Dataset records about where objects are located

= = = = =

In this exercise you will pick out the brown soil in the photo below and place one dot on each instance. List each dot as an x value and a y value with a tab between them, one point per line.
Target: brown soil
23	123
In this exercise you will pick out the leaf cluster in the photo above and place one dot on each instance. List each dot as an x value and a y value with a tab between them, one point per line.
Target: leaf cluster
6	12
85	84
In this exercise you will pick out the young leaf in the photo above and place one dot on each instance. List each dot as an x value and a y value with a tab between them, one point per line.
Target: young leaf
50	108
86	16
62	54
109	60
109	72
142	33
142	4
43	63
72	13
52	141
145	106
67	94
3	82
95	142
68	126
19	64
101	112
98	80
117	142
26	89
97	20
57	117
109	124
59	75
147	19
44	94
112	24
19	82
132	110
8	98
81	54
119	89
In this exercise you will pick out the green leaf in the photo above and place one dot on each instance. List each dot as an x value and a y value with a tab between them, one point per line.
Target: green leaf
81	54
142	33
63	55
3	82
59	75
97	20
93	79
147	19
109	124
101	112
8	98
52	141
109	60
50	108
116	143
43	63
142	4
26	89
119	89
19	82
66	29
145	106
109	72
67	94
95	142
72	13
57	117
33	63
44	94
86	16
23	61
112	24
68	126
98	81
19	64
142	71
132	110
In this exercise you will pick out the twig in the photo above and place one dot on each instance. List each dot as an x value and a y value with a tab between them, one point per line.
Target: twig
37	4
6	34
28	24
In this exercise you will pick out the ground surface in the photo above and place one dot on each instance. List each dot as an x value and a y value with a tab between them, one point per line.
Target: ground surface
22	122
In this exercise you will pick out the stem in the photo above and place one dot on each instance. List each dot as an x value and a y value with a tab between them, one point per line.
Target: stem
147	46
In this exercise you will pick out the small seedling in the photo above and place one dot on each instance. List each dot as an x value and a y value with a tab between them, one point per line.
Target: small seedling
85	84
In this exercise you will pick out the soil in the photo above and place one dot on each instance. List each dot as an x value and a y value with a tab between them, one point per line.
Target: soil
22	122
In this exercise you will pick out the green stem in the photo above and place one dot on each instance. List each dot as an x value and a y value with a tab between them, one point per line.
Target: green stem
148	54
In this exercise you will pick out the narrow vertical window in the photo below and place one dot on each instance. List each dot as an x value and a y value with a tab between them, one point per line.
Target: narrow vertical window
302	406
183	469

= = = = =

- Work required -
Rewrite the records from the line that has "In this exercise you will pick out the soil" through the end of the records, changing "instance" to "occurrence" and leaving everything else as it is.

- The solution -
In this exercise you will pick out the soil in the photo above and place one dot on each occurrence. List each dot as an x value and a y value with a tab between them, one point per line.
Target: soil
22	122
In this exercise you will pick out the green stem in the photo above and place one dot on each occurrence. List each dot as an x value and a y value with a tab between them, one point per line.
Target: green stem
148	54
In this exercise you will pick out the narrow vertical window in the photo below and place one dot on each occurrence. List each dot as an x value and a y value with a tab between them, one point per line.
Target: narrow vertical window
302	406
183	469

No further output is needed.